====== ESTRATTO

La domanda di fondo è: come vive, la folla, oggi il rapporto con Dio? E come ci mettiamo noi, cristiani, in questo mondo? Gli facciamo la guerra? Ci adeguiamo? Ci disinteressiamo, come se non fosse affare nostro?

Mentre Gesù parla, ad un certo punto, all’improvviso vede «due barche accostate alla sponda». Lì vicino c’erano i pescatori padroni di quelle due barche:«erano scesi e lavavano le reti». Erano lì, ‘per caso’, diciamo, non certo per ascoltare Gesù.

La folla sì, quella era lì per ascoltare la Parola di Dio e, invece, quei pescatori no, erano lì per altro. Stavano terminando il loro lavoro notturno. Stavano pulendo le reti.

Certo, questi pescatori conoscevano già Gesù. Poco prima l’evangelista Luca aveva raccontato che Simone aveva già ospitato Gesù nella sua casa e, in quella occasione, aveva guarito la mamma di sua moglie, la suocera. Quindi non meraviglia più di tanto che Gesù, con spontaneità, salga su una di quelle barche e scelga proprio quella di Simone.

Per poter meglio parlare a tutta quella folla, Gesù prega Simone «di scostarsi un poco da terra».

Forse Simone sarà stato ‘orgoglioso ‘ e felice di quella scelta di Gesù.

In mezzo a tanti, Gesù sceglie proprio la sua barca. Gesù mostra un’attrazione ‘speciale’ per Lui. Per Simone questo era probabilmente un grande privilegio: “questo rabbi importante mi onora della sua attenzione!”. Ad un certo punto, però, succede qualcosa di strano.

Gesù, «quando ebbe finito di parlare, disse a Simone: “Prendi il largo e gettate le vostre reti per la pesca”». È sempre Gesù che prende l’iniziativa. Prima sceglie proprio la barca di Pietro. Ora arriva con questo ‘ordine’ perentorio, e anche molto strano.

Non è un caso che Simone gli risponda, con la sua consueta vivacità e franchezza: «Maestro, abbiamo faticato tutta la notte e non abbiamo preso nulla». 

Dietro a queste parole c’è, insieme, la delusione e anche lo sconcerto. Delusione perché, lungo tutta la notte, quella volta i discepoli non avevano preso nulla. Era stata una notte particolarmente faticosa. Tanto lavoro, per nulla.

 

In effetti il lavoro diventa ancor più faticoso quando è sterile, improduttivo. È duro lavorare quando non si vede alcun frutto del proprio impegno.

============
====== DATI

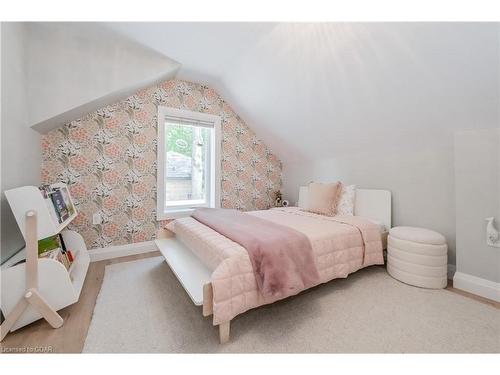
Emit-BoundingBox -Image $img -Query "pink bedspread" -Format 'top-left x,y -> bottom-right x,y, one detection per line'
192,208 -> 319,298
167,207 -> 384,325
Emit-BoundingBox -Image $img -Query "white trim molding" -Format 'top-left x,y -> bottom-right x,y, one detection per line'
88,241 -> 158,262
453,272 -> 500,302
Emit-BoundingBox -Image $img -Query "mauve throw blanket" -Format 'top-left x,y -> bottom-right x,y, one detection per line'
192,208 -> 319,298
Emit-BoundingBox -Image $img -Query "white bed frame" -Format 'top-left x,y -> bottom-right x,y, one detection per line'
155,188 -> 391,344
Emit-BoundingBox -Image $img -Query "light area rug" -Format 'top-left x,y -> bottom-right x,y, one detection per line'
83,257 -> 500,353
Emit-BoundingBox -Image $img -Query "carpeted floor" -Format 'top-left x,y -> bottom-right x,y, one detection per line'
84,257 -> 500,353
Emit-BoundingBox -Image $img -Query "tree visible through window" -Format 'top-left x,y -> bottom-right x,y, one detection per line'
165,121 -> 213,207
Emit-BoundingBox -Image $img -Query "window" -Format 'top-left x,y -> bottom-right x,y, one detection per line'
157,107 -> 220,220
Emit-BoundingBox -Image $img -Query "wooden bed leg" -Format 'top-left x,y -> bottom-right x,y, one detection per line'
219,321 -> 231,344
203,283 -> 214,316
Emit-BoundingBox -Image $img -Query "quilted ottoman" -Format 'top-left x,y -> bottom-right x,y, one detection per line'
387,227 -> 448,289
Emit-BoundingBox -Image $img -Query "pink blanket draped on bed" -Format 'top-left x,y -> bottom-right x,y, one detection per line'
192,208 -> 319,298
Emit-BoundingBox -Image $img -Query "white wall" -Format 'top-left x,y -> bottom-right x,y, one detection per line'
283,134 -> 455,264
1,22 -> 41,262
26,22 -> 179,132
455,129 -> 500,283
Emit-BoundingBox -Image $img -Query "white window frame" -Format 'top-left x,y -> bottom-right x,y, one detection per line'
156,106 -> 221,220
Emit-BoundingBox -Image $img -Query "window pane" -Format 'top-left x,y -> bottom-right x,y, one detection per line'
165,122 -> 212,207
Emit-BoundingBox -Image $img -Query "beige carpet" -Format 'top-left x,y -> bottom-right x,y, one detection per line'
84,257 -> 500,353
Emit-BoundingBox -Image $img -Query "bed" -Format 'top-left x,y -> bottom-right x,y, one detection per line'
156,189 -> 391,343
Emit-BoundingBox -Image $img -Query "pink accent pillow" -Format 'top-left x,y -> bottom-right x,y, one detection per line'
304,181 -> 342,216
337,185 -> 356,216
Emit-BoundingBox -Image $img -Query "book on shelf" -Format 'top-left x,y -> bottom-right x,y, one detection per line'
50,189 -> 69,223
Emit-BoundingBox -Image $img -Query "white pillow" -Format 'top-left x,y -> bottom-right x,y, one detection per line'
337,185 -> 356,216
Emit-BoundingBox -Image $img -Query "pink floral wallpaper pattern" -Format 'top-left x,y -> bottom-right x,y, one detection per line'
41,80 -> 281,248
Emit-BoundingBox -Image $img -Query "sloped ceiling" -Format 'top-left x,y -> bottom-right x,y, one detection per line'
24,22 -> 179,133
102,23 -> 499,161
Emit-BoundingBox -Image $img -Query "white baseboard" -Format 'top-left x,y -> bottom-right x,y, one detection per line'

============

#### CONSEGNE:
- 1) In base all'estratto, risponda brevemente alle domande seguenti:
(a) Che cosa stavano facendo i pescatori quando Gesù vide le due barche?
(b) Chi aveva guarito Gesù quando era stato ospite nella casa di Simone?
(c) Che cosa dice Simone di aver preso durante la notte di lavoro?
- 2) Stabilisca se ciascuna affermazione concorda con l'estratto, rispondendo sì o no e citando le parole decisive:
(a) La folla si trovava lì per ascoltare la Parola di Dio.
(b) I pescatori non avevano mai conosciuto Gesù prima di quel giorno.
(c) Quella notte i discepoli erano riusciti a pescare poco.
- 3) Riporti tutto il testo dell'estratto, da "Dietro a queste" fino a "del proprio impegno.".

#### RISPOSTE:
- 1)
(a) Lavavano le reti.
(b) La mamma della moglie di Simone, cioè la suocera.
(c) Nulla.

- 2)
(a) Sì: «La folla sì, quella era lì per ascoltare la Parola di Dio».
(b) No: «questi pescatori conoscevano già Gesù».
(c) No: «lungo tutta la notte, quella volta i discepoli non avevano preso nulla».

- 3)
Dietro a queste parole c’è, insieme, la delusione e anche lo sconcerto. Delusione perché, lungo tutta la notte, quella volta i discepoli non avevano preso nulla. Era stata una notte particolarmente faticosa. Tanto lavoro, per nulla.

 

In effetti il lavoro diventa ancor più faticoso quando è sterile, improduttivo. È duro lavorare quando non si vede alcun frutto del proprio impegno.